Given text:

MARINUS NIELSEN.
Marinus Nielsen, farmer and stockman of Douglas township. Audubon county, Iowa, was born in Denmark. December 25, 1881. Mr. Nielsen is one of a family of nine children, the others being Christiana, Marie, Sena, Nickaline, Louis, Edmund, and two who are deceased. Besides Marinus, Louis and Nickaline are the only members of the family who are now living in this country.
Mr. Nielsen's career is not greatly different from that of many Danish lads, who have left home and friends behind to seek their fortunes in a new land He was compelled to quit school at the age of fourteen, and shortly after that he came to this country alone, remaining for two years in Hartford. Connecticut, where he had joined a sister. In 1899, at the age of eighteen vears, he came to Audubon county, and here he worked on a farm for seven years, or until his marriage.

Directives:
1: Name every sibling of Marinus Nielsen whose name appears in the sketch of his life.
2: Reproduce the stretch of the sketch of Marinus Nielsen from "Marinus Nielsen, farmer" through "until his marriage.".

[Location identification entries]
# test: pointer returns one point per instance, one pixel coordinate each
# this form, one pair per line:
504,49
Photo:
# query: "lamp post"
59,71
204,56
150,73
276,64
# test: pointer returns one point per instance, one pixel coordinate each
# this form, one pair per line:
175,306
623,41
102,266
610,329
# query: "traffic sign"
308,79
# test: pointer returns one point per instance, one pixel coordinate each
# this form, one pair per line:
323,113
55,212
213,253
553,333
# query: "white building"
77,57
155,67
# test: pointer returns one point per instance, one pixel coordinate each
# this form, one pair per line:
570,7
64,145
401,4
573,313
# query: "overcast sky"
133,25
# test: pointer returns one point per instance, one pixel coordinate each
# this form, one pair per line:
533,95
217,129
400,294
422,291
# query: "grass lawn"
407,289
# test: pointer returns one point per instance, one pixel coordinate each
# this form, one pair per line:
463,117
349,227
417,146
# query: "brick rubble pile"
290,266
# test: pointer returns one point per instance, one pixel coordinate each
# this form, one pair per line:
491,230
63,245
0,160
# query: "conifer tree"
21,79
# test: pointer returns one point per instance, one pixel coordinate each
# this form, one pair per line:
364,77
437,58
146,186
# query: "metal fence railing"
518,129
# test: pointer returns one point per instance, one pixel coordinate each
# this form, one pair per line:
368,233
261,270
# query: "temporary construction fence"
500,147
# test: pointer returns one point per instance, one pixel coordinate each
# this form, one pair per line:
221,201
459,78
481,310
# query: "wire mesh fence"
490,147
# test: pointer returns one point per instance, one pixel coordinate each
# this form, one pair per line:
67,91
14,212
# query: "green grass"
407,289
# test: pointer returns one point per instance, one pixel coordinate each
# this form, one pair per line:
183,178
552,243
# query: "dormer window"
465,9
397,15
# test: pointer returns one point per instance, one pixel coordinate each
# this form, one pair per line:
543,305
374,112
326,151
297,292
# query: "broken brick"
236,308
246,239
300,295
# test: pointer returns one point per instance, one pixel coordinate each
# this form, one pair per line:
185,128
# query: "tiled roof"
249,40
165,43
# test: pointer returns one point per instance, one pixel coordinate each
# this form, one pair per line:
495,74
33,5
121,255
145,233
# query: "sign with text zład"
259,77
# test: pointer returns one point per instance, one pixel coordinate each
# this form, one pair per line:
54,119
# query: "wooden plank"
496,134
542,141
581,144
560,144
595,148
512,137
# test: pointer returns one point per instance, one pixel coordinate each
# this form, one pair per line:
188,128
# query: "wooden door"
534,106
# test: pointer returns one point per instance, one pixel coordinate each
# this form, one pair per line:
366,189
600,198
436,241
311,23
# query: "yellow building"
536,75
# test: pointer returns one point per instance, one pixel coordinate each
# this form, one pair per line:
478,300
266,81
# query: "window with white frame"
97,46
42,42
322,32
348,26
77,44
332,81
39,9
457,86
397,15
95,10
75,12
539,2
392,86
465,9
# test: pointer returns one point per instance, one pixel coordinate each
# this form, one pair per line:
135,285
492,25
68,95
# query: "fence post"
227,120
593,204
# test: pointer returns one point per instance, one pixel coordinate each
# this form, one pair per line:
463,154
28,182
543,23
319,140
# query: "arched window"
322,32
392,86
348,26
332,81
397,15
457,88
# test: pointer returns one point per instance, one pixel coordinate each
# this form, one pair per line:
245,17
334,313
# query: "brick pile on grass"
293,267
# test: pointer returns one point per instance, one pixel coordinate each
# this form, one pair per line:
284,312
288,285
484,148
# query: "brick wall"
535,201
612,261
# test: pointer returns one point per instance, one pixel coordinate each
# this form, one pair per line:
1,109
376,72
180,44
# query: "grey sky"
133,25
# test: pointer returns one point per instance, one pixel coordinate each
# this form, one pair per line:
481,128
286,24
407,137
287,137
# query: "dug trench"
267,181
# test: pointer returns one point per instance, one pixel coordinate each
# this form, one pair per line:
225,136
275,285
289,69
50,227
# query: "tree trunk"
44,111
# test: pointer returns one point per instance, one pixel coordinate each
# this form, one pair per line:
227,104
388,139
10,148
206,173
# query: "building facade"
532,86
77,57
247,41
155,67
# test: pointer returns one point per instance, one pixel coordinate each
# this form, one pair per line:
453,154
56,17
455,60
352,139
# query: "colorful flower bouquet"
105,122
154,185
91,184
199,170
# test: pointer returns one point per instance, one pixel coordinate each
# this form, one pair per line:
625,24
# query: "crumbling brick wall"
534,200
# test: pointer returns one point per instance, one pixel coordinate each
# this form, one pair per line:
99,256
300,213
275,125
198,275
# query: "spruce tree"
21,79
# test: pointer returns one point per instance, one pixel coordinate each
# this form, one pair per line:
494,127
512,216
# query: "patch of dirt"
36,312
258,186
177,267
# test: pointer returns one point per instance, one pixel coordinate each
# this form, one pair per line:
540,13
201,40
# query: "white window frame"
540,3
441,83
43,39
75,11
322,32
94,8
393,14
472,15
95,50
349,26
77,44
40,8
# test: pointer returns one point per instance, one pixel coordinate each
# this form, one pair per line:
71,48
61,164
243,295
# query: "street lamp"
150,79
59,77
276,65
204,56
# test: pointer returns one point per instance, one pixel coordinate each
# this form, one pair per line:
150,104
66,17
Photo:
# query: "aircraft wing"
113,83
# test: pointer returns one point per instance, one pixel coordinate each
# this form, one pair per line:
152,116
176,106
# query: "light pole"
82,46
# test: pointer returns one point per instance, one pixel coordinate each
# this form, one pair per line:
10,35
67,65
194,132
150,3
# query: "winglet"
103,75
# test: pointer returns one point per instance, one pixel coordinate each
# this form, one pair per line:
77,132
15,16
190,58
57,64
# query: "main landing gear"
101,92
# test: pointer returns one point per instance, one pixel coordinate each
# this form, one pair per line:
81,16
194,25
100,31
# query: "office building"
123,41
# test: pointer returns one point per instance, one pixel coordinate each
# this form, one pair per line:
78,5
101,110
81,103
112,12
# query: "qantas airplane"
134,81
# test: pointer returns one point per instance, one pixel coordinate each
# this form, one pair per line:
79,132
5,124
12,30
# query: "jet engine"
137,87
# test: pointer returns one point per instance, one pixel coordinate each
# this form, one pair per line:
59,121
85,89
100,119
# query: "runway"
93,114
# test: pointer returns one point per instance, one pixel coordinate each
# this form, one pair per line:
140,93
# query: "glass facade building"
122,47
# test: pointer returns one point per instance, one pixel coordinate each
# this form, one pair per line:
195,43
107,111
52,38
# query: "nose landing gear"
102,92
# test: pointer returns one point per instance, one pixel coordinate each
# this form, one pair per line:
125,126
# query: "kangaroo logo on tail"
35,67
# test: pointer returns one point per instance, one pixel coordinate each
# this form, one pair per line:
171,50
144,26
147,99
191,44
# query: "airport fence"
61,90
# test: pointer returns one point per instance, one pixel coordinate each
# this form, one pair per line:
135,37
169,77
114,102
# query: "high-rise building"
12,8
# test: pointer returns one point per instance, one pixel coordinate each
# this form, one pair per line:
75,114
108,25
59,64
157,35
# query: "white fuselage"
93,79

Task results:
1: Christiana, Marie, Sena, Nickaline, Louis, Edmund

2:
Marinus Nielsen, farmer and stockman of Douglas township. Audubon county, Iowa, was born in Denmark. December 25, 1881. Mr. Nielsen is one of a family of nine children, the others being Christiana, Marie, Sena, Nickaline, Louis, Edmund, and two who are deceased. Besides Marinus, Louis and Nickaline are the only members of the family who are now living in this country.
Mr. Nielsen's career is not greatly different from that of many Danish lads, who have left home and friends behind to seek their fortunes in a new land He was compelled to quit school at the age of fourteen, and shortly after that he came to this country alone, remaining for two years in Hartford. Connecticut, where he had joined a sister. In 1899, at the age of eighteen vears, he came to Audubon county, and here he worked on a farm for seven years, or until his marriage.